# Task brief
Output each record exactly. Leave none out.

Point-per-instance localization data
····················

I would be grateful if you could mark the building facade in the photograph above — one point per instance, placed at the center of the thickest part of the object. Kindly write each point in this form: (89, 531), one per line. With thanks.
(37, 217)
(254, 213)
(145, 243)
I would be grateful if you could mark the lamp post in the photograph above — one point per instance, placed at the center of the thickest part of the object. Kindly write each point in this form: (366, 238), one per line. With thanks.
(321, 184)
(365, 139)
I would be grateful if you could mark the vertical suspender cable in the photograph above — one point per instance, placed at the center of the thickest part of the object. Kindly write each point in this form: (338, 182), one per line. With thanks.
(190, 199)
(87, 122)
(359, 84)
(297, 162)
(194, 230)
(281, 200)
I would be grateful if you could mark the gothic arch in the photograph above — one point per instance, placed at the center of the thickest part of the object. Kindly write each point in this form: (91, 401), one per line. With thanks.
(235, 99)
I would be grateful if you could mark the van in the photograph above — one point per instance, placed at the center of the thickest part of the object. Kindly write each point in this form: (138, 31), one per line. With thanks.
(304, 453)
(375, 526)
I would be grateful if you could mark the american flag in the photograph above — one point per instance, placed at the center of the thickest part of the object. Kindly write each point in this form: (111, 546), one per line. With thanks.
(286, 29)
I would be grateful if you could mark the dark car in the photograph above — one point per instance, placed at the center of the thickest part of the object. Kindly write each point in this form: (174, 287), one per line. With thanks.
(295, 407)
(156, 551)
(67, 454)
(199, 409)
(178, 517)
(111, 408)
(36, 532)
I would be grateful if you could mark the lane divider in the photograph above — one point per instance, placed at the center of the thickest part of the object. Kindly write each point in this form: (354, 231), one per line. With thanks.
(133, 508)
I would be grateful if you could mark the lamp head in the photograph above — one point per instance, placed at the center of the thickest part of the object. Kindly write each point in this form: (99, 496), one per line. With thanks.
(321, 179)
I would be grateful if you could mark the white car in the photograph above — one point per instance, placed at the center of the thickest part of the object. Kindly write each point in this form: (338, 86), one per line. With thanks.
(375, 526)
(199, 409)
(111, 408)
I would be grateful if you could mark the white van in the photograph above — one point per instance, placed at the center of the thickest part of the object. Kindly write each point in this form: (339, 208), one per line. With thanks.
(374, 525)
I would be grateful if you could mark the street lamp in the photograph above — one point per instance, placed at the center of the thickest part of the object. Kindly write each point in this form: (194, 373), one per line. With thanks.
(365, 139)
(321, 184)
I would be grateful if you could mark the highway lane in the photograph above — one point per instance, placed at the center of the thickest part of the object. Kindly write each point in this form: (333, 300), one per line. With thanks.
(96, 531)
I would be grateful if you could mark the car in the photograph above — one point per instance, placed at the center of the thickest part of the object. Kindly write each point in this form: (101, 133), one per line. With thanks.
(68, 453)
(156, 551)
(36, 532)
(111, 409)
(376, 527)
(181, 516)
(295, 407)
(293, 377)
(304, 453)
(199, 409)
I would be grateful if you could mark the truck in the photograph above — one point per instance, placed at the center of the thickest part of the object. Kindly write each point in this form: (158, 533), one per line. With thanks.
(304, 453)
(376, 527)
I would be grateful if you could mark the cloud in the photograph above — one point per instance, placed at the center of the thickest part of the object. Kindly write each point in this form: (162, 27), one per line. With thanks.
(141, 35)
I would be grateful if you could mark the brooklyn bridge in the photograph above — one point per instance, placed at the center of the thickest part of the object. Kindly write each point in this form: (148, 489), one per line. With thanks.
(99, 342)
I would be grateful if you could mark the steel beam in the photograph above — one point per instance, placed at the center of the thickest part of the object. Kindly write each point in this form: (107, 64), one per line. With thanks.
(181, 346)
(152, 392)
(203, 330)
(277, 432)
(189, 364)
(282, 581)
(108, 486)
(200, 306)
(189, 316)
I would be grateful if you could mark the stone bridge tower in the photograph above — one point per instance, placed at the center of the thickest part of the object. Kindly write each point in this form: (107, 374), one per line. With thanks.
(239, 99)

····················

# Answer section
I would be grateful if you could mark the building facade in the photograph above — one point per instance, placed at the center of the thickest part of the object. Kindly write each point in this form: (89, 531), one per line. With thanks.
(37, 217)
(254, 213)
(145, 243)
I would be grateful if you could mark the lamp post in the photograph above — one point per instance, placed at the center of the thickest part of the object. Kindly write each point in this form: (366, 238), one per line. With thanks.
(321, 184)
(365, 139)
I would be grateful if you could mark the vertical suspender cable in the photograph above — one point per instance, placed at the center of the thickest part of the object. Kindly write each point in this form: (338, 182), one per line. With thanks.
(190, 199)
(87, 122)
(359, 84)
(297, 162)
(194, 230)
(281, 200)
I would be grateful if you could mark the gothic arch in the photograph above — one point per instance, placed at the center of the thickest part of the object. Kindly write each point in this form: (91, 401), one per line. With thanks.
(235, 99)
I would be grateful if you could mark the van in the photograph above — one point per instance, placed at the center of the thickest part of the object. Kindly write each point in this form: (138, 31), one per line. With thanks.
(304, 453)
(375, 526)
I would be grateful if you could mark the american flag in the photograph above — one point per instance, placed at the center of the thickest part of the object. Kindly write each point in this form: (111, 546), one per line. With thanks.
(286, 29)
I would be grateful if you could mark the dark car in the photograph above — one point per instance, placed at the center of the thickest part of the object. Kindly write each point in this form: (174, 287), one per line. With thanks.
(295, 407)
(156, 551)
(67, 454)
(199, 409)
(178, 517)
(111, 408)
(36, 532)
I would be grateful if you could mark the lane divider in the photograph above — one point per instance, placed at the center of the thickest part of the object. Kindly write each point in this form: (354, 231), one per line. With thanks.
(133, 508)
I would be grateful if you could mark the lamp head in the photograph above — one point per instance, placed at the center of the thickest part of the object. Kindly write each point in this form: (99, 496), one per line. With thanks.
(321, 179)
I would be grateful if you could mark the white car in the photograph above — one point per instance, placed at the center of the thickest part of the object. Kindly write each point in this form: (338, 86), one per line. With thanks.
(375, 526)
(199, 409)
(111, 408)
I would be grateful if you could mark the white van in the photograph above — one point per instance, placed at the center of the thickest part of the object. Kindly write each point in this form: (339, 208), one per line. With thanks.
(374, 525)
I would be grateful if you could mark the street lamp in the photograph above — one point per instance, placed at the center of the thickest part of the object. Kindly write each point in this form: (194, 373), one per line. With thanks.
(365, 139)
(321, 184)
I would be grateful if you could mark the highway lane in the photograph above — one point per instance, placed at the center of the thickest part of the object. Kindly write each point in this form: (333, 300), one per line. With thanks.
(96, 531)
I would be grateful if you could mark the car in the photograph above — one point per instance, placed at the center of the thickest part of the object. Kindly write each point in this form: (101, 133), one per line. With thanks.
(68, 453)
(156, 551)
(36, 532)
(111, 409)
(376, 527)
(181, 516)
(295, 407)
(293, 377)
(304, 453)
(199, 409)
I would be grateful if you could mark the truck in the photograph above — one point per instance, placed at the center of the thickest part of the object. Kindly write each point in this form: (158, 533), one per line. With thanks.
(304, 453)
(376, 527)
I would be grateful if you could mark the cloud in the photograph above — one point per instance, placed at the center of the thickest part of the object. Kindly write each point in this form: (162, 27), one per line. With thanks.
(141, 35)
I would be grateful if you could mark the brooklyn bridge in the photograph above — one point per instance, placed at the center of the thickest part of the object. Kindly write each point in this form: (148, 489), one per line. With thanks.
(99, 342)
I would be grateful if you could mark the steel beam in the photograph above — one point per instance, placed at the center of the thickest part of the object. Kindly write each point in this form: (107, 64), one per line. With thanks.
(181, 346)
(152, 392)
(203, 330)
(277, 432)
(189, 364)
(282, 581)
(108, 486)
(200, 306)
(189, 316)
I would be grateful if you could mark the stone bridge tower in the photograph above — one point per instance, placed at the center of the thickest part of the object. Kindly write each point in this form: (107, 374), one per line. With thanks.
(239, 99)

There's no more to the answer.